## MATERIAL PROVIDED

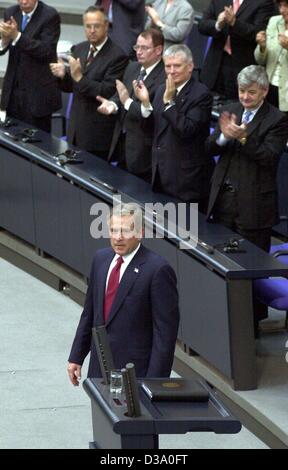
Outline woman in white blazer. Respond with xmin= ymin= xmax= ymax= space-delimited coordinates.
xmin=145 ymin=0 xmax=194 ymax=49
xmin=254 ymin=0 xmax=288 ymax=113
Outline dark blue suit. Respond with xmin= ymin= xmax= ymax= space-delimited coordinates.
xmin=152 ymin=78 xmax=213 ymax=202
xmin=69 ymin=245 xmax=179 ymax=377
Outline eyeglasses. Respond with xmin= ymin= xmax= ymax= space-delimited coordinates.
xmin=133 ymin=44 xmax=154 ymax=52
xmin=85 ymin=23 xmax=106 ymax=30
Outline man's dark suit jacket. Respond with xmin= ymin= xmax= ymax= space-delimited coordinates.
xmin=95 ymin=0 xmax=145 ymax=56
xmin=152 ymin=78 xmax=213 ymax=202
xmin=0 ymin=1 xmax=61 ymax=117
xmin=207 ymin=101 xmax=288 ymax=230
xmin=109 ymin=61 xmax=166 ymax=177
xmin=59 ymin=38 xmax=128 ymax=153
xmin=69 ymin=245 xmax=179 ymax=377
xmin=199 ymin=0 xmax=275 ymax=90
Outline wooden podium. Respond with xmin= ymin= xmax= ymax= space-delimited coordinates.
xmin=83 ymin=379 xmax=241 ymax=449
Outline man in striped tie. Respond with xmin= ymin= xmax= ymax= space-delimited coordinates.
xmin=207 ymin=65 xmax=288 ymax=251
xmin=199 ymin=0 xmax=275 ymax=100
xmin=68 ymin=203 xmax=179 ymax=385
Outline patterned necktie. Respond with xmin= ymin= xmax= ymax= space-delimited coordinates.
xmin=242 ymin=110 xmax=253 ymax=124
xmin=136 ymin=69 xmax=147 ymax=83
xmin=21 ymin=15 xmax=29 ymax=33
xmin=104 ymin=256 xmax=124 ymax=323
xmin=224 ymin=0 xmax=240 ymax=55
xmin=86 ymin=44 xmax=97 ymax=67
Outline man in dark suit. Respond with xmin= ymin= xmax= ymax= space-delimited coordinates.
xmin=134 ymin=44 xmax=213 ymax=210
xmin=95 ymin=0 xmax=145 ymax=57
xmin=207 ymin=65 xmax=288 ymax=251
xmin=68 ymin=203 xmax=179 ymax=385
xmin=50 ymin=6 xmax=128 ymax=159
xmin=0 ymin=0 xmax=61 ymax=132
xmin=199 ymin=0 xmax=275 ymax=100
xmin=97 ymin=28 xmax=165 ymax=183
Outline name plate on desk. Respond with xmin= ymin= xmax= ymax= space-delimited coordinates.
xmin=141 ymin=378 xmax=209 ymax=402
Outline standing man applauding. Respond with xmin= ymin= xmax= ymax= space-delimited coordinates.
xmin=0 ymin=0 xmax=61 ymax=132
xmin=95 ymin=0 xmax=145 ymax=57
xmin=50 ymin=6 xmax=128 ymax=159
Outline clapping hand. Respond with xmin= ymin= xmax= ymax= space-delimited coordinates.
xmin=69 ymin=57 xmax=83 ymax=82
xmin=219 ymin=111 xmax=247 ymax=140
xmin=96 ymin=95 xmax=116 ymax=116
xmin=49 ymin=59 xmax=66 ymax=79
xmin=132 ymin=80 xmax=150 ymax=108
xmin=256 ymin=31 xmax=266 ymax=51
xmin=116 ymin=80 xmax=129 ymax=106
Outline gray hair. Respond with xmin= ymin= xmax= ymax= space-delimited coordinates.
xmin=237 ymin=65 xmax=269 ymax=89
xmin=108 ymin=202 xmax=144 ymax=233
xmin=163 ymin=44 xmax=193 ymax=64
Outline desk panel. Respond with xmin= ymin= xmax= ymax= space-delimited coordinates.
xmin=0 ymin=148 xmax=35 ymax=245
xmin=178 ymin=250 xmax=232 ymax=378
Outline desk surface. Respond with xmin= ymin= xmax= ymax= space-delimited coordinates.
xmin=0 ymin=126 xmax=288 ymax=279
xmin=83 ymin=378 xmax=241 ymax=434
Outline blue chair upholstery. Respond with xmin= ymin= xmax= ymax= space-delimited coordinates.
xmin=254 ymin=243 xmax=288 ymax=329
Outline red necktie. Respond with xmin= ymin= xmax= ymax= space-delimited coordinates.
xmin=86 ymin=44 xmax=97 ymax=67
xmin=101 ymin=0 xmax=111 ymax=15
xmin=104 ymin=256 xmax=124 ymax=323
xmin=224 ymin=0 xmax=240 ymax=55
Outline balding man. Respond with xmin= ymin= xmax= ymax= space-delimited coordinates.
xmin=0 ymin=0 xmax=61 ymax=132
xmin=50 ymin=6 xmax=128 ymax=159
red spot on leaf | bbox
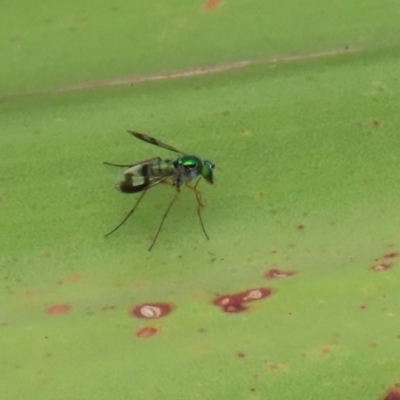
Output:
[372,119,381,128]
[68,274,82,283]
[213,288,272,313]
[136,326,161,338]
[264,269,296,279]
[132,303,172,319]
[45,304,71,315]
[372,263,392,272]
[204,0,222,11]
[384,385,400,400]
[383,252,399,258]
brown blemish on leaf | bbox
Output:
[213,288,272,313]
[372,263,392,272]
[383,252,399,258]
[67,274,82,283]
[267,363,288,373]
[204,0,222,11]
[321,347,331,354]
[45,304,71,315]
[136,325,161,338]
[264,269,296,279]
[101,306,117,311]
[383,383,400,400]
[372,119,381,128]
[131,303,172,319]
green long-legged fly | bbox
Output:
[104,130,215,251]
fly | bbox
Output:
[104,131,215,251]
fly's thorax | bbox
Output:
[148,159,175,176]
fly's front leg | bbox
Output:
[186,177,204,207]
[186,177,210,240]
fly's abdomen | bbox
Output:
[142,160,175,178]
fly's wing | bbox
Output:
[128,130,185,154]
[119,159,176,193]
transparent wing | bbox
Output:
[128,130,185,154]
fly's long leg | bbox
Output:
[186,177,210,240]
[149,190,180,251]
[104,190,147,237]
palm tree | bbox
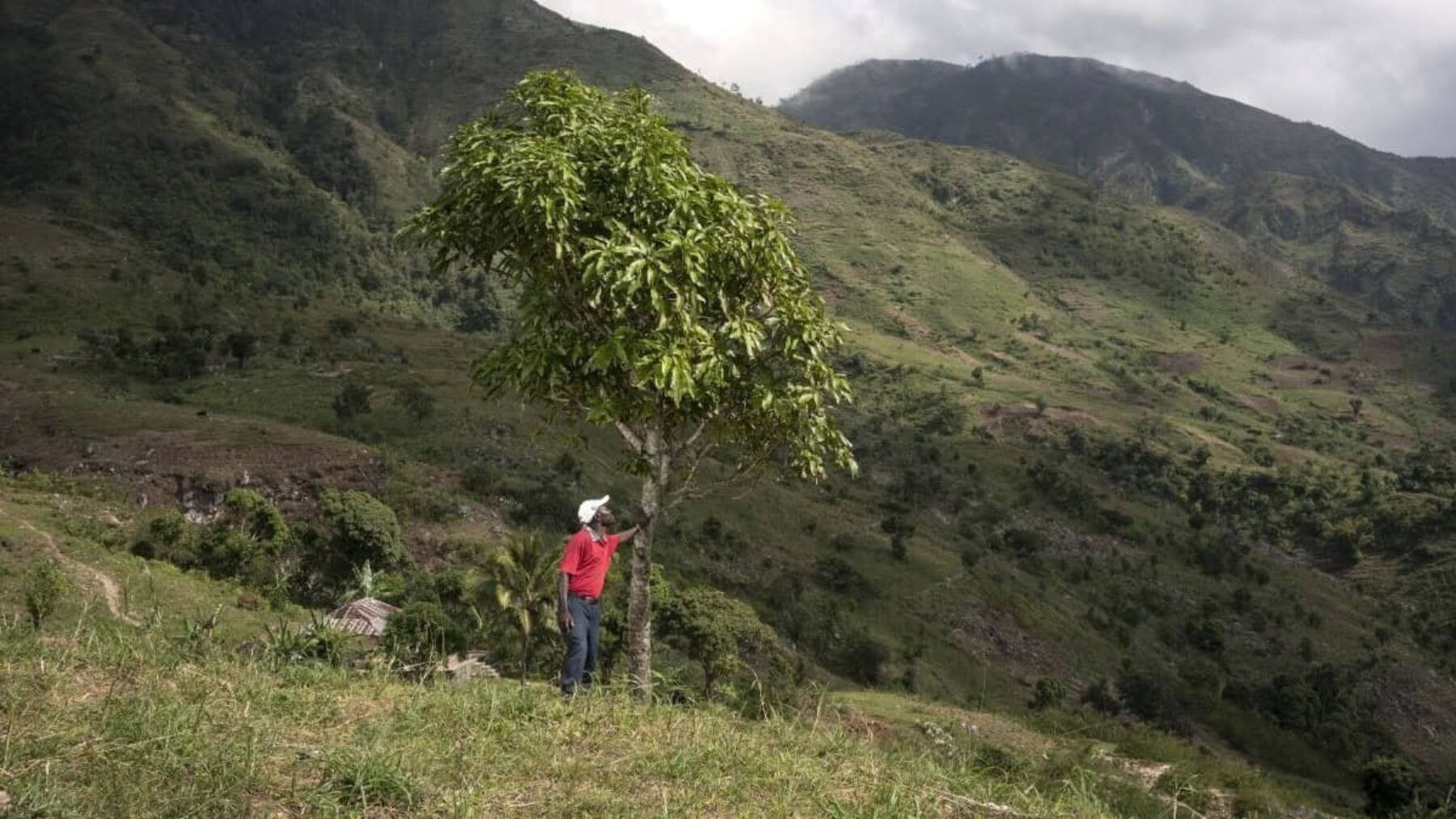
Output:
[485,534,557,685]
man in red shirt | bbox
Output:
[557,496,646,695]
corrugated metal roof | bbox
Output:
[324,598,399,637]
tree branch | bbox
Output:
[613,420,648,455]
[673,420,708,467]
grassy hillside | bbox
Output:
[0,2,1456,813]
[0,480,1362,816]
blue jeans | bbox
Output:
[561,593,601,694]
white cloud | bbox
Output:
[544,0,1456,156]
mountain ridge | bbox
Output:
[781,55,1456,329]
[0,0,1456,793]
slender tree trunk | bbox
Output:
[521,631,531,688]
[628,431,671,699]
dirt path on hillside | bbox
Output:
[0,509,142,626]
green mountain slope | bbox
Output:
[0,479,1351,816]
[0,2,1456,806]
[782,55,1456,329]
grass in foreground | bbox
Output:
[0,619,1229,816]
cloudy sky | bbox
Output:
[543,0,1456,156]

## THE REQUEST
Print the complete listing exactly as it stands, without its pictures.

## TASK RESULT
Outline woman in white blazer. Respond with xmin= ymin= xmax= ymax= space-delimited coordinates.
xmin=145 ymin=0 xmax=194 ymax=49
xmin=254 ymin=0 xmax=288 ymax=113
Outline dark blue suit. Respond with xmin= ymin= xmax= ymax= space-delimited coordinates.
xmin=152 ymin=78 xmax=213 ymax=202
xmin=69 ymin=245 xmax=179 ymax=377
Outline eyeglasses. Respond with xmin= ymin= xmax= ymax= space-delimited coordinates.
xmin=133 ymin=44 xmax=154 ymax=52
xmin=85 ymin=23 xmax=106 ymax=30
Outline man's dark suit jacket. Respond with xmin= ymin= xmax= ymax= space-delimited coordinates.
xmin=95 ymin=0 xmax=145 ymax=56
xmin=152 ymin=78 xmax=213 ymax=202
xmin=0 ymin=1 xmax=61 ymax=117
xmin=207 ymin=101 xmax=288 ymax=230
xmin=109 ymin=61 xmax=166 ymax=177
xmin=59 ymin=38 xmax=128 ymax=153
xmin=69 ymin=245 xmax=179 ymax=377
xmin=199 ymin=0 xmax=275 ymax=90
Outline wooden podium. Respond with xmin= ymin= xmax= ymax= space-delimited coordinates.
xmin=83 ymin=379 xmax=241 ymax=449
Outline man in striped tie. Respond with xmin= ymin= xmax= ymax= space-delimited coordinates.
xmin=207 ymin=65 xmax=288 ymax=251
xmin=199 ymin=0 xmax=275 ymax=100
xmin=68 ymin=203 xmax=179 ymax=385
Outline patterned necktie. Respond with xmin= ymin= xmax= ymax= space-delimited coordinates.
xmin=242 ymin=110 xmax=253 ymax=124
xmin=136 ymin=69 xmax=147 ymax=83
xmin=21 ymin=15 xmax=29 ymax=33
xmin=104 ymin=256 xmax=124 ymax=323
xmin=224 ymin=0 xmax=240 ymax=55
xmin=86 ymin=44 xmax=97 ymax=67
Outline man in dark suit. Respond with xmin= ymin= xmax= ymax= space-delimited coordinates.
xmin=134 ymin=44 xmax=213 ymax=210
xmin=95 ymin=0 xmax=145 ymax=57
xmin=207 ymin=65 xmax=288 ymax=251
xmin=68 ymin=203 xmax=179 ymax=385
xmin=50 ymin=6 xmax=128 ymax=159
xmin=0 ymin=0 xmax=61 ymax=132
xmin=199 ymin=0 xmax=275 ymax=100
xmin=97 ymin=28 xmax=165 ymax=183
Outline name plate on desk. Respond with xmin= ymin= xmax= ymax= space-delimited coordinates.
xmin=141 ymin=378 xmax=209 ymax=402
Outline standing man applauding. Respond with xmin= ymin= xmax= ymax= space-delimited coordinates.
xmin=0 ymin=0 xmax=61 ymax=132
xmin=95 ymin=0 xmax=145 ymax=57
xmin=50 ymin=6 xmax=128 ymax=159
Outline clapping hand. Respond with xmin= ymin= xmax= ymax= space-delimited coordinates.
xmin=69 ymin=57 xmax=83 ymax=82
xmin=219 ymin=111 xmax=247 ymax=140
xmin=96 ymin=95 xmax=116 ymax=116
xmin=49 ymin=59 xmax=66 ymax=79
xmin=132 ymin=80 xmax=150 ymax=108
xmin=256 ymin=31 xmax=266 ymax=51
xmin=116 ymin=80 xmax=129 ymax=106
Outline gray hair. Respond with xmin= ymin= xmax= ymax= space-delimited coordinates.
xmin=237 ymin=65 xmax=269 ymax=89
xmin=108 ymin=202 xmax=144 ymax=233
xmin=163 ymin=44 xmax=193 ymax=64
Outline desk panel. Respond with xmin= ymin= xmax= ymax= space-delimited coordinates.
xmin=0 ymin=148 xmax=35 ymax=245
xmin=178 ymin=250 xmax=232 ymax=378
Outline desk surface. Respond with xmin= ymin= xmax= ymax= space-delimited coordinates.
xmin=0 ymin=126 xmax=288 ymax=279
xmin=83 ymin=378 xmax=241 ymax=434
Outline blue chair upholstery. Respond with xmin= ymin= xmax= ymax= space-delimited coordinates.
xmin=254 ymin=243 xmax=288 ymax=329
Outline red necktie. Respond with xmin= ymin= xmax= ymax= space-delimited coordinates.
xmin=86 ymin=44 xmax=97 ymax=67
xmin=101 ymin=0 xmax=111 ymax=15
xmin=104 ymin=256 xmax=124 ymax=323
xmin=224 ymin=0 xmax=240 ymax=55
Outline balding man. Respond with xmin= ymin= xmax= ymax= space-delimited coordinates.
xmin=0 ymin=0 xmax=61 ymax=132
xmin=50 ymin=6 xmax=128 ymax=159
red spot on leaf | bbox
Output:
[372,119,381,128]
[68,274,82,283]
[213,288,272,313]
[136,326,161,338]
[264,269,296,279]
[132,303,172,319]
[45,304,71,315]
[372,263,392,272]
[204,0,222,11]
[384,385,400,400]
[383,252,399,258]
brown blemish on leaf | bbox
Output:
[213,288,272,313]
[372,263,392,272]
[383,252,399,258]
[67,274,82,283]
[267,363,288,373]
[204,0,222,11]
[321,347,331,354]
[45,304,71,315]
[136,325,161,338]
[264,269,296,279]
[101,306,117,311]
[383,383,400,400]
[372,119,381,128]
[131,303,172,319]
green long-legged fly | bbox
Output:
[104,130,215,251]
fly | bbox
Output:
[104,131,215,251]
fly's thorax | bbox
Output:
[148,159,175,176]
fly's front leg | bbox
Output:
[186,177,204,207]
[186,177,210,240]
fly's abdomen | bbox
Output:
[142,160,175,178]
fly's wing | bbox
Output:
[128,130,185,154]
[119,159,176,193]
transparent wing | bbox
Output:
[128,130,185,154]
fly's long leg | bbox
Output:
[186,177,210,240]
[149,190,180,251]
[104,190,147,237]
palm tree | bbox
Output:
[485,534,557,685]
man in red shirt | bbox
Output:
[557,496,646,695]
corrugated metal roof | bbox
Output:
[324,598,399,637]
tree branch | bbox
Output:
[613,420,648,455]
[673,420,708,467]
grassy hillside | bbox
Output:
[0,2,1456,813]
[0,480,1362,816]
blue jeans | bbox
Output:
[561,593,601,694]
white cloud | bbox
Output:
[544,0,1456,156]
mountain ridge | bbox
Output:
[781,55,1456,329]
[0,0,1456,793]
slender tree trunk | bbox
Output:
[521,631,531,688]
[628,431,671,699]
dirt path on hillside | bbox
Output:
[0,509,142,626]
green mountain slope | bbox
Output:
[0,479,1351,816]
[0,2,1456,806]
[782,55,1456,329]
grass in foreground | bbox
Output:
[0,619,1229,816]
cloudy sky | bbox
Output:
[543,0,1456,156]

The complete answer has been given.